Instruction: Format the rows below as a numbered list, taking everything from the line containing "Localize the wooden" down to the line containing "left=115, top=238, right=640, bottom=286", with both of those lines included. Leave out blank lines and pictures.

Bounding box annotation entries:
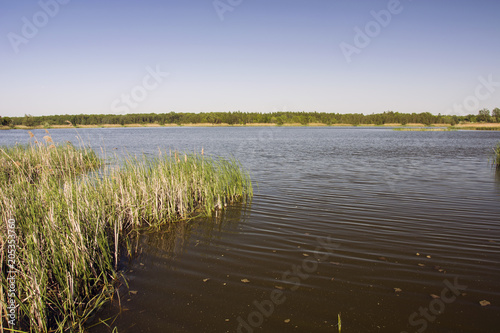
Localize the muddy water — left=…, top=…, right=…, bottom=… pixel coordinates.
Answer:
left=0, top=127, right=500, bottom=332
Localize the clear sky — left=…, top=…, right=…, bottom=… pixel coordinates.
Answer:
left=0, top=0, right=500, bottom=116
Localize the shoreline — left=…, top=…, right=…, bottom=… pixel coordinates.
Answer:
left=0, top=123, right=500, bottom=130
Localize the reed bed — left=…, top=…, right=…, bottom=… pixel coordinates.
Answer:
left=492, top=142, right=500, bottom=171
left=393, top=127, right=455, bottom=132
left=0, top=132, right=253, bottom=332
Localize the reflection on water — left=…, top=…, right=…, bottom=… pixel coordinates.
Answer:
left=121, top=200, right=251, bottom=269
left=0, top=127, right=500, bottom=333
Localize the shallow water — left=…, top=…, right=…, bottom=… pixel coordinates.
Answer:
left=0, top=127, right=500, bottom=332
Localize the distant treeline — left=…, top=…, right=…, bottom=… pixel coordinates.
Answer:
left=0, top=108, right=500, bottom=127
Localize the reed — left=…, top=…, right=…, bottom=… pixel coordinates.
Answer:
left=0, top=132, right=253, bottom=332
left=492, top=142, right=500, bottom=171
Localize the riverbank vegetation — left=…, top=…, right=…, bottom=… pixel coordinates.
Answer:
left=492, top=142, right=500, bottom=170
left=0, top=108, right=500, bottom=128
left=0, top=133, right=252, bottom=332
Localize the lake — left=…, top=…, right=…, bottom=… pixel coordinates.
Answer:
left=0, top=127, right=500, bottom=332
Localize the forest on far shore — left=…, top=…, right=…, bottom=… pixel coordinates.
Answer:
left=0, top=108, right=500, bottom=127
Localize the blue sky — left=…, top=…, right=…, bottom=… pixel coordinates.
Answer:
left=0, top=0, right=500, bottom=116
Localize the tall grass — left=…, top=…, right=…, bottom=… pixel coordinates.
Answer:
left=0, top=131, right=252, bottom=332
left=492, top=142, right=500, bottom=171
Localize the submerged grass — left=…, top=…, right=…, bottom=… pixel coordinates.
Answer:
left=0, top=131, right=253, bottom=332
left=492, top=142, right=500, bottom=171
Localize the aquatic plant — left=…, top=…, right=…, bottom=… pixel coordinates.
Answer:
left=492, top=142, right=500, bottom=170
left=0, top=132, right=252, bottom=332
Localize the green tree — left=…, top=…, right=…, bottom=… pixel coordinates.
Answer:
left=22, top=114, right=35, bottom=127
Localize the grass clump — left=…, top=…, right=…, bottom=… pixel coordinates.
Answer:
left=0, top=131, right=252, bottom=332
left=492, top=142, right=500, bottom=170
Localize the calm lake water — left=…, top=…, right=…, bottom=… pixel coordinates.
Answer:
left=0, top=127, right=500, bottom=333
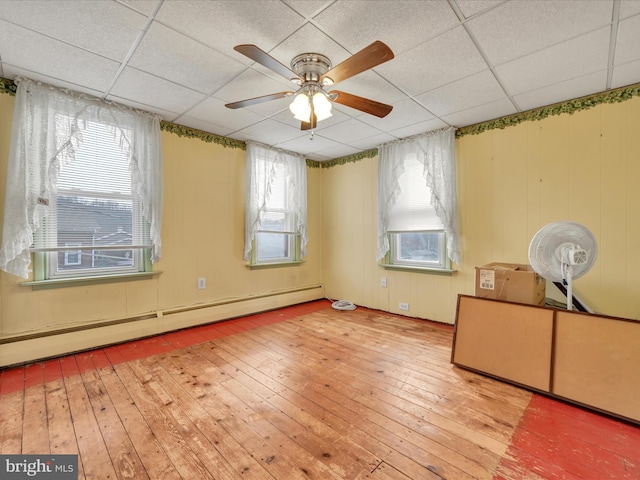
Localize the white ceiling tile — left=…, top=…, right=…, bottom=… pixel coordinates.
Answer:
left=513, top=70, right=607, bottom=110
left=496, top=28, right=609, bottom=95
left=156, top=0, right=304, bottom=55
left=269, top=23, right=355, bottom=67
left=277, top=132, right=344, bottom=158
left=176, top=97, right=264, bottom=135
left=271, top=104, right=350, bottom=132
left=130, top=24, right=245, bottom=93
left=358, top=99, right=433, bottom=131
left=2, top=65, right=102, bottom=97
left=416, top=70, right=505, bottom=116
left=389, top=118, right=449, bottom=138
left=111, top=67, right=204, bottom=113
left=314, top=0, right=459, bottom=54
left=237, top=118, right=304, bottom=145
left=0, top=0, right=146, bottom=61
left=620, top=0, right=640, bottom=19
left=455, top=0, right=505, bottom=18
left=442, top=99, right=517, bottom=128
left=614, top=13, right=640, bottom=65
left=174, top=115, right=233, bottom=137
left=611, top=60, right=640, bottom=88
left=312, top=118, right=380, bottom=144
left=314, top=140, right=359, bottom=159
left=0, top=0, right=640, bottom=160
left=0, top=20, right=118, bottom=92
left=351, top=133, right=398, bottom=150
left=215, top=69, right=298, bottom=103
left=377, top=27, right=487, bottom=95
left=326, top=70, right=405, bottom=104
left=467, top=0, right=613, bottom=65
left=282, top=0, right=333, bottom=18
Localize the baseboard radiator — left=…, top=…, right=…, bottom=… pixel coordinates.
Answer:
left=0, top=285, right=324, bottom=368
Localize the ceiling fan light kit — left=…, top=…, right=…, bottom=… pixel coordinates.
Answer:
left=226, top=41, right=393, bottom=130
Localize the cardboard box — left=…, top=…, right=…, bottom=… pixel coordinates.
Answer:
left=476, top=262, right=547, bottom=305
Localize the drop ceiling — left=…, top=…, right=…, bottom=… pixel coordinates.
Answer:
left=0, top=0, right=640, bottom=161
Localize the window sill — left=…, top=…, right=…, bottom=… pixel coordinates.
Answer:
left=20, top=272, right=162, bottom=290
left=247, top=260, right=304, bottom=270
left=379, top=263, right=457, bottom=276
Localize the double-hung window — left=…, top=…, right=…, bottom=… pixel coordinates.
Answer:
left=244, top=142, right=307, bottom=266
left=0, top=78, right=162, bottom=282
left=40, top=118, right=151, bottom=279
left=387, top=155, right=450, bottom=269
left=378, top=128, right=460, bottom=271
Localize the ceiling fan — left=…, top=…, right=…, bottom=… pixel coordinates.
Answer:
left=225, top=40, right=393, bottom=130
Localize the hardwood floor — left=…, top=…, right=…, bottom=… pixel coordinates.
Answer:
left=0, top=301, right=640, bottom=480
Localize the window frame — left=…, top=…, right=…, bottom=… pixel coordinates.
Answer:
left=250, top=162, right=301, bottom=267
left=27, top=117, right=153, bottom=286
left=387, top=229, right=451, bottom=270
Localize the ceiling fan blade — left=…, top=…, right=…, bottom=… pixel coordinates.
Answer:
left=320, top=40, right=393, bottom=83
left=300, top=106, right=318, bottom=130
left=225, top=92, right=293, bottom=108
left=233, top=44, right=301, bottom=81
left=329, top=90, right=393, bottom=118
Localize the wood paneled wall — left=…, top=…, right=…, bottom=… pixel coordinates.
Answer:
left=322, top=98, right=640, bottom=323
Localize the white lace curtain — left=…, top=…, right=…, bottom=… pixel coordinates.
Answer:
left=244, top=142, right=308, bottom=260
left=377, top=127, right=460, bottom=263
left=0, top=78, right=162, bottom=278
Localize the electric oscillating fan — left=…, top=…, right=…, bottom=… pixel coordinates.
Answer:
left=529, top=221, right=598, bottom=310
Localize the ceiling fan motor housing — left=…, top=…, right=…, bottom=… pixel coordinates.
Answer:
left=291, top=53, right=331, bottom=83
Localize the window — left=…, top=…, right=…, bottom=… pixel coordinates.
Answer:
left=389, top=230, right=448, bottom=268
left=40, top=115, right=149, bottom=279
left=378, top=129, right=459, bottom=270
left=244, top=142, right=307, bottom=266
left=254, top=164, right=299, bottom=263
left=0, top=78, right=162, bottom=284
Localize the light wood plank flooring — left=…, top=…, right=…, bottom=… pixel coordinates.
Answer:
left=0, top=301, right=640, bottom=480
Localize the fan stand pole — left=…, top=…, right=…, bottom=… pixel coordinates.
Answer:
left=564, top=265, right=573, bottom=310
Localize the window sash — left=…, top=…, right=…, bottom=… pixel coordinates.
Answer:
left=388, top=230, right=449, bottom=269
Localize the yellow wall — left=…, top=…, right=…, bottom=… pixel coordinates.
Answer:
left=0, top=87, right=640, bottom=364
left=322, top=97, right=640, bottom=323
left=0, top=94, right=322, bottom=350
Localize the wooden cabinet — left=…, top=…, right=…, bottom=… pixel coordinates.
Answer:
left=451, top=295, right=640, bottom=423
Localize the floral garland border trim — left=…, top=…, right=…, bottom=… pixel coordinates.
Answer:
left=160, top=120, right=247, bottom=150
left=0, top=77, right=18, bottom=97
left=307, top=148, right=378, bottom=168
left=456, top=83, right=640, bottom=138
left=0, top=77, right=640, bottom=163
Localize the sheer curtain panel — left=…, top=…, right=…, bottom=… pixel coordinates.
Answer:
left=377, top=127, right=460, bottom=263
left=0, top=77, right=162, bottom=278
left=244, top=142, right=308, bottom=260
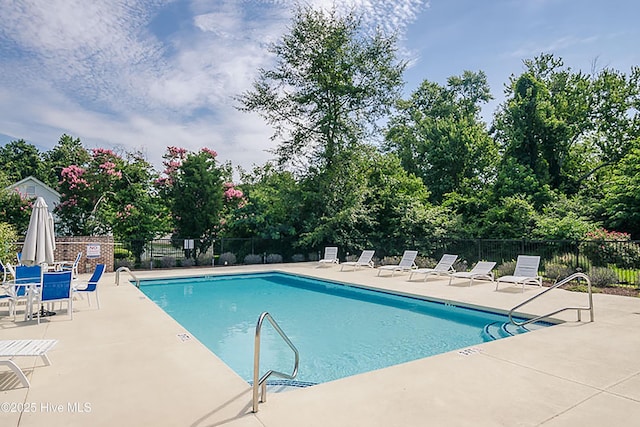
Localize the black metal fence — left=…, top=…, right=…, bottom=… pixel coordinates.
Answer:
left=115, top=238, right=640, bottom=286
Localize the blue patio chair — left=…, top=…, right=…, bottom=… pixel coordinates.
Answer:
left=35, top=271, right=73, bottom=324
left=4, top=265, right=42, bottom=320
left=56, top=252, right=82, bottom=279
left=73, top=264, right=105, bottom=309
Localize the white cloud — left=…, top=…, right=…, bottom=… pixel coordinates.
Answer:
left=0, top=0, right=428, bottom=174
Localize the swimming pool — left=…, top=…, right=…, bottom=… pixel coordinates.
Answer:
left=140, top=273, right=544, bottom=383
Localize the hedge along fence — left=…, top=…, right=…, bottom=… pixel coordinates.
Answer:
left=115, top=237, right=640, bottom=286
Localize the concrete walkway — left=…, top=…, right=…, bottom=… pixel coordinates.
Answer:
left=0, top=263, right=640, bottom=427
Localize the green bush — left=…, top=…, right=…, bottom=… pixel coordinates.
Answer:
left=291, top=254, right=304, bottom=262
left=496, top=261, right=516, bottom=277
left=198, top=254, right=213, bottom=265
left=580, top=229, right=640, bottom=268
left=244, top=254, right=262, bottom=264
left=589, top=267, right=618, bottom=287
left=544, top=262, right=574, bottom=281
left=162, top=256, right=176, bottom=268
left=218, top=252, right=237, bottom=265
left=113, top=246, right=133, bottom=259
left=267, top=254, right=282, bottom=264
left=545, top=253, right=591, bottom=277
left=113, top=258, right=133, bottom=270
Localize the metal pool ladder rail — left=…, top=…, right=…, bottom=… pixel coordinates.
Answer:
left=253, top=311, right=300, bottom=412
left=509, top=273, right=593, bottom=326
left=116, top=267, right=140, bottom=288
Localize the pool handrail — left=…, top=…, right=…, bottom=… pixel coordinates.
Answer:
left=116, top=266, right=140, bottom=288
left=253, top=311, right=300, bottom=412
left=509, top=273, right=593, bottom=326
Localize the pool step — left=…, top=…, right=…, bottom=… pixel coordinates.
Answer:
left=482, top=322, right=531, bottom=341
left=249, top=379, right=317, bottom=393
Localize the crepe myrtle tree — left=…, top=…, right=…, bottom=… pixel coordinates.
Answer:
left=56, top=148, right=168, bottom=263
left=156, top=147, right=244, bottom=260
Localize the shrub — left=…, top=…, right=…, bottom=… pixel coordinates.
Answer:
left=545, top=253, right=591, bottom=277
left=113, top=258, right=133, bottom=270
left=544, top=262, right=574, bottom=281
left=580, top=228, right=640, bottom=268
left=380, top=256, right=401, bottom=265
left=244, top=254, right=262, bottom=264
left=267, top=254, right=282, bottom=264
left=496, top=261, right=516, bottom=277
left=162, top=256, right=176, bottom=268
left=416, top=256, right=438, bottom=268
left=113, top=247, right=133, bottom=259
left=218, top=252, right=236, bottom=265
left=589, top=267, right=618, bottom=287
left=198, top=255, right=213, bottom=265
left=0, top=222, right=18, bottom=262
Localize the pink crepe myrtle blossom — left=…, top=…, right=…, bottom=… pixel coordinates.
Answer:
left=224, top=187, right=244, bottom=200
left=60, top=165, right=89, bottom=189
left=200, top=147, right=218, bottom=157
left=91, top=148, right=120, bottom=158
left=116, top=203, right=135, bottom=219
left=98, top=162, right=122, bottom=178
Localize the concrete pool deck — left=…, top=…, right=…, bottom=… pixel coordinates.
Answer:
left=0, top=263, right=640, bottom=427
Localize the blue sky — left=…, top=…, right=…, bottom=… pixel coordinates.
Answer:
left=0, top=0, right=640, bottom=169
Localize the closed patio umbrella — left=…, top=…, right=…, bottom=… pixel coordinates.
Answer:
left=22, top=197, right=56, bottom=265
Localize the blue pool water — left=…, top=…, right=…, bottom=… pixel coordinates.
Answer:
left=140, top=273, right=544, bottom=383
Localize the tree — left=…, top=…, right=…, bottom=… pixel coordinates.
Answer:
left=237, top=7, right=405, bottom=169
left=226, top=163, right=303, bottom=239
left=57, top=148, right=168, bottom=262
left=158, top=147, right=243, bottom=259
left=603, top=140, right=640, bottom=239
left=43, top=134, right=91, bottom=188
left=0, top=139, right=48, bottom=183
left=0, top=221, right=18, bottom=264
left=494, top=54, right=640, bottom=197
left=0, top=171, right=33, bottom=235
left=385, top=71, right=497, bottom=203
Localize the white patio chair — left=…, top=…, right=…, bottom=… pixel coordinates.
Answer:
left=340, top=250, right=376, bottom=271
left=449, top=261, right=496, bottom=286
left=409, top=254, right=458, bottom=281
left=495, top=255, right=542, bottom=292
left=378, top=251, right=418, bottom=276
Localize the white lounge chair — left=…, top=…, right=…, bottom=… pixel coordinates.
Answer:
left=318, top=246, right=339, bottom=267
left=449, top=261, right=496, bottom=286
left=73, top=264, right=105, bottom=309
left=0, top=340, right=58, bottom=388
left=409, top=254, right=458, bottom=281
left=340, top=250, right=376, bottom=271
left=54, top=252, right=82, bottom=279
left=496, top=255, right=542, bottom=292
left=378, top=251, right=418, bottom=276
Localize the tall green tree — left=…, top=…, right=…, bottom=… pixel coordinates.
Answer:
left=226, top=163, right=303, bottom=239
left=238, top=7, right=405, bottom=169
left=0, top=139, right=48, bottom=183
left=603, top=140, right=640, bottom=239
left=494, top=54, right=640, bottom=199
left=0, top=170, right=33, bottom=236
left=159, top=147, right=244, bottom=259
left=385, top=71, right=497, bottom=203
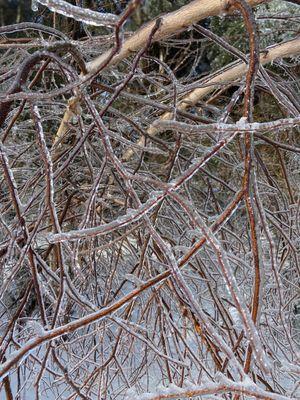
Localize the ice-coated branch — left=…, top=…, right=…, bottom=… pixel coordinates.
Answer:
left=32, top=0, right=118, bottom=26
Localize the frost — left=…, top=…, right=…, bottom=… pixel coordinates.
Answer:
left=229, top=307, right=243, bottom=329
left=31, top=0, right=118, bottom=26
left=125, top=274, right=144, bottom=286
left=236, top=117, right=247, bottom=129
left=31, top=0, right=39, bottom=12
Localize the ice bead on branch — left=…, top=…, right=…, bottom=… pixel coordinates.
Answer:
left=31, top=0, right=118, bottom=26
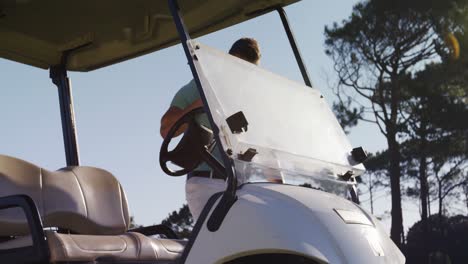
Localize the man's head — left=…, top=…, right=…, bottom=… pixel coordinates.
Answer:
left=229, top=38, right=262, bottom=65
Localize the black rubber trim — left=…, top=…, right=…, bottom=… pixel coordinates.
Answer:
left=128, top=225, right=179, bottom=239
left=175, top=192, right=223, bottom=264
left=206, top=192, right=237, bottom=232
left=0, top=195, right=50, bottom=264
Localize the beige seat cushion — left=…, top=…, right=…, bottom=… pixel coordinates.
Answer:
left=0, top=236, right=33, bottom=250
left=46, top=231, right=185, bottom=263
left=0, top=155, right=130, bottom=236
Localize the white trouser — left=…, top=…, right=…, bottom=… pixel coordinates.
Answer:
left=185, top=177, right=226, bottom=222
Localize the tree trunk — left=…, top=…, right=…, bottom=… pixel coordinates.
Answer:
left=419, top=124, right=429, bottom=262
left=439, top=181, right=443, bottom=220
left=387, top=129, right=403, bottom=248
left=419, top=138, right=428, bottom=222
left=369, top=173, right=374, bottom=214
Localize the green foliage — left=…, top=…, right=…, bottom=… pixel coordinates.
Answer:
left=161, top=204, right=195, bottom=238
left=404, top=215, right=468, bottom=264
left=325, top=0, right=468, bottom=244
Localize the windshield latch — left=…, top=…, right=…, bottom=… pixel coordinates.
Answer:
left=237, top=148, right=258, bottom=162
left=338, top=171, right=354, bottom=182
left=226, top=111, right=249, bottom=134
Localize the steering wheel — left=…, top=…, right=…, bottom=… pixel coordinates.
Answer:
left=159, top=107, right=215, bottom=176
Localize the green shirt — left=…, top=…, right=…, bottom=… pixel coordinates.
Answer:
left=171, top=80, right=221, bottom=171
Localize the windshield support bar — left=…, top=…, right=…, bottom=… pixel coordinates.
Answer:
left=168, top=0, right=237, bottom=200
left=276, top=7, right=312, bottom=87
left=50, top=63, right=80, bottom=166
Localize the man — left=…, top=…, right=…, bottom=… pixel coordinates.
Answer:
left=160, top=38, right=261, bottom=221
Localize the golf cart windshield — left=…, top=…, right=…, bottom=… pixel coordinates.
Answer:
left=188, top=41, right=364, bottom=194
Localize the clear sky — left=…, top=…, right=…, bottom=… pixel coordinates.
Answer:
left=0, top=0, right=436, bottom=233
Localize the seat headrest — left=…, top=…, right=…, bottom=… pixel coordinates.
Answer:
left=0, top=155, right=130, bottom=235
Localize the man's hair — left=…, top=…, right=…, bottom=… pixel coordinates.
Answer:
left=229, top=38, right=262, bottom=63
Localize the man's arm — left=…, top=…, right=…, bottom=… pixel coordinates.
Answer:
left=160, top=99, right=203, bottom=138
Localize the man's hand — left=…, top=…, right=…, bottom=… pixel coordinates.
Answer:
left=160, top=99, right=203, bottom=138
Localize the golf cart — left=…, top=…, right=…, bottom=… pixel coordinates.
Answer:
left=0, top=0, right=404, bottom=264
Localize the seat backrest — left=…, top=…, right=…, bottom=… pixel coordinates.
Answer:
left=0, top=155, right=130, bottom=236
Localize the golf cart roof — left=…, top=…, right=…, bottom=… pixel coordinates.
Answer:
left=0, top=0, right=299, bottom=71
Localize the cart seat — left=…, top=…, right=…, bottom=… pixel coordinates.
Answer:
left=0, top=155, right=185, bottom=263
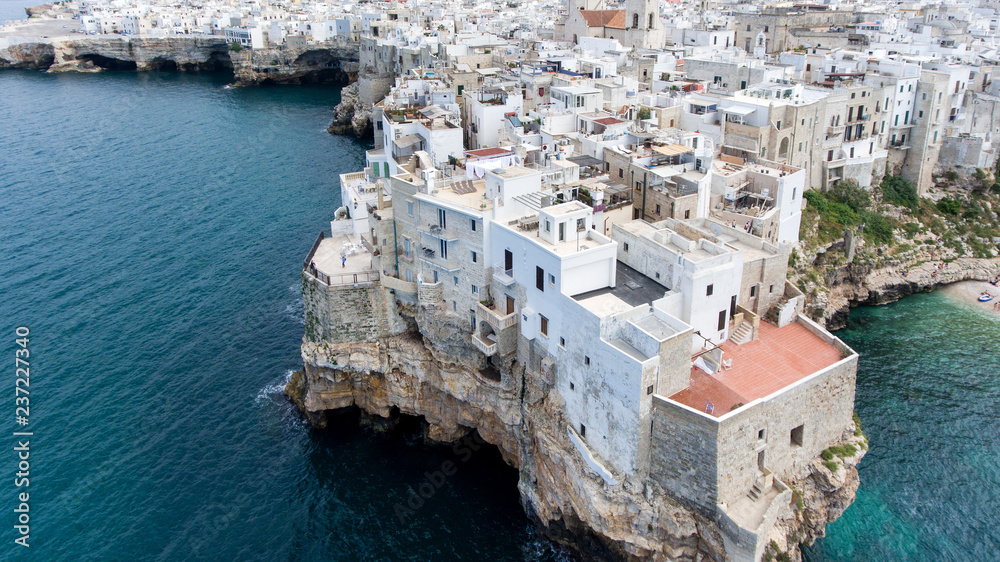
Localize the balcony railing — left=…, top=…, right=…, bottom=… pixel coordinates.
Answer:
left=472, top=334, right=497, bottom=355
left=476, top=302, right=517, bottom=331
left=493, top=263, right=514, bottom=287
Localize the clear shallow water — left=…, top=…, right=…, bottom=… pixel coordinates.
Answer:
left=806, top=293, right=1000, bottom=562
left=0, top=71, right=552, bottom=560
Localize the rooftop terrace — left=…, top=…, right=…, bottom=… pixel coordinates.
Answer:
left=670, top=322, right=843, bottom=417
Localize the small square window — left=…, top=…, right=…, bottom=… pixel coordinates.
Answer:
left=789, top=425, right=804, bottom=447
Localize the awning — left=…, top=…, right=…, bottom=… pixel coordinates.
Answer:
left=653, top=144, right=694, bottom=156
left=392, top=135, right=424, bottom=148
left=721, top=105, right=757, bottom=117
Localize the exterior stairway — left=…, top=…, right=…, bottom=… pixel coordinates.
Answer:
left=729, top=322, right=753, bottom=345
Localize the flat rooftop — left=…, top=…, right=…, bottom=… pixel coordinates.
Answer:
left=573, top=260, right=668, bottom=310
left=670, top=322, right=842, bottom=417
left=312, top=235, right=375, bottom=282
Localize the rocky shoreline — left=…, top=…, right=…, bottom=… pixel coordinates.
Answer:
left=286, top=310, right=867, bottom=561
left=0, top=20, right=359, bottom=86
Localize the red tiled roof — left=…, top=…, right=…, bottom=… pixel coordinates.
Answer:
left=670, top=322, right=842, bottom=417
left=580, top=10, right=625, bottom=29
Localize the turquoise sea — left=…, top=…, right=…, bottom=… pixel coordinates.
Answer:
left=0, top=71, right=552, bottom=560
left=805, top=293, right=1000, bottom=562
left=0, top=54, right=1000, bottom=560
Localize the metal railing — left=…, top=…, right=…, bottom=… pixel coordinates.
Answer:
left=303, top=264, right=379, bottom=287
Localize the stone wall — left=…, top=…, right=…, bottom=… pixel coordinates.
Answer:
left=302, top=273, right=407, bottom=343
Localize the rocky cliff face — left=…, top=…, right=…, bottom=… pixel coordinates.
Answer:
left=231, top=43, right=358, bottom=85
left=326, top=82, right=372, bottom=138
left=288, top=304, right=860, bottom=561
left=0, top=36, right=358, bottom=85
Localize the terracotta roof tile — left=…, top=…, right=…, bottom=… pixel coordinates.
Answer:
left=580, top=10, right=625, bottom=29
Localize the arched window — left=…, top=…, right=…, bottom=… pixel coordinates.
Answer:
left=778, top=138, right=788, bottom=159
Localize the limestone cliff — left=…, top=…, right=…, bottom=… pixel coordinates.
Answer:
left=0, top=35, right=358, bottom=85
left=288, top=305, right=860, bottom=561
left=327, top=82, right=372, bottom=138
left=231, top=43, right=358, bottom=85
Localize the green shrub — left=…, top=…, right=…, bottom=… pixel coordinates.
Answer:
left=936, top=197, right=962, bottom=215
left=827, top=182, right=872, bottom=213
left=881, top=176, right=920, bottom=209
left=862, top=211, right=893, bottom=245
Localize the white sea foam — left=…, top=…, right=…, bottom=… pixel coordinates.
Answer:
left=253, top=369, right=295, bottom=406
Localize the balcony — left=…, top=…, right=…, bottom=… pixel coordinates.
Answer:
left=417, top=248, right=461, bottom=272
left=493, top=263, right=514, bottom=287
left=472, top=334, right=497, bottom=356
left=476, top=302, right=517, bottom=332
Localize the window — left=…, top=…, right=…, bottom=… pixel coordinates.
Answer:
left=789, top=425, right=804, bottom=447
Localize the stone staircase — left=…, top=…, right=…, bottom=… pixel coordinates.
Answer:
left=729, top=322, right=753, bottom=345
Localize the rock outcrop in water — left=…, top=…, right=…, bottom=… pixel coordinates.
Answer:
left=286, top=280, right=864, bottom=561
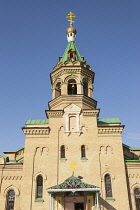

Response for this exercise:
1. Localize the wooden cabinet — left=…, top=…, right=…, bottom=… pixel coordinates.
2. Answer:
3. left=451, top=295, right=640, bottom=423
4. Localize the floral garland border trim — left=…, top=…, right=…, bottom=… pixel coordinates.
5. Answer:
6. left=160, top=120, right=247, bottom=150
7. left=0, top=77, right=18, bottom=97
8. left=307, top=148, right=378, bottom=168
9. left=456, top=83, right=640, bottom=138
10. left=0, top=77, right=640, bottom=163
11. Localize the sheer curtain panel — left=…, top=…, right=…, bottom=… pixel coordinates.
12. Answer:
13. left=377, top=127, right=460, bottom=263
14. left=0, top=77, right=162, bottom=278
15. left=244, top=142, right=308, bottom=260
16. Localize the black metal fence — left=…, top=…, right=…, bottom=… pixel coordinates.
17. Answer:
18. left=115, top=238, right=640, bottom=286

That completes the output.